Stored data entries:
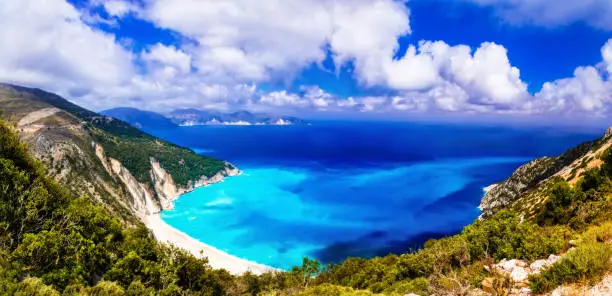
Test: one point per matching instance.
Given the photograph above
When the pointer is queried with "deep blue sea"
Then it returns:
(333, 190)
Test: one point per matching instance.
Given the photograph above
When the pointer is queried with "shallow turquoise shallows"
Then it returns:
(278, 216)
(333, 190)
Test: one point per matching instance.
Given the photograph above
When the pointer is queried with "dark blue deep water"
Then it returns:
(333, 190)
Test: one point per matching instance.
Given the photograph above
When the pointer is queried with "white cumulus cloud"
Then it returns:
(597, 13)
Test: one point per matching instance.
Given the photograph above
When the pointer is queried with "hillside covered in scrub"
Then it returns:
(60, 237)
(131, 173)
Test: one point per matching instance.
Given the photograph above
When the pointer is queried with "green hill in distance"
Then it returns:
(69, 224)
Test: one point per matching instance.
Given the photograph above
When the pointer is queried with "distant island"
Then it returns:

• **WHAT IS NEEDED**: Copy every one of the rows above word for word, leaving out the pictures.

• **THE ANSWER**:
Test: one point per matching instance.
Given the photograph above
When the pointer is queried with "deep blue sea"
Then it returns:
(333, 190)
Test: one point per matching instance.
Given the photograph above
When the pointer is queried with "shallow turquoise shallows"
Then it returns:
(278, 216)
(333, 190)
Test: one point per matching instance.
Given the photograph above
When the pointer is queried with "dark blue deep water"
Then it returns:
(333, 190)
Test: one point per matching instance.
Given the photograph above
When the pointer is queried with "white cumulus cloud"
Then it returns:
(597, 13)
Test: one point per matching instance.
Given the photograph above
When the pointer is queried with "hillside covered in scrub"
Then it returns:
(60, 237)
(131, 173)
Test: one point per matching instance.
Given the photograph above
When the pointer is queried with "green hill in distance"
Then it returns:
(69, 224)
Test: one point per matching instance.
Given the photograph above
When the pointer is queried with "distant island"
Then it returns:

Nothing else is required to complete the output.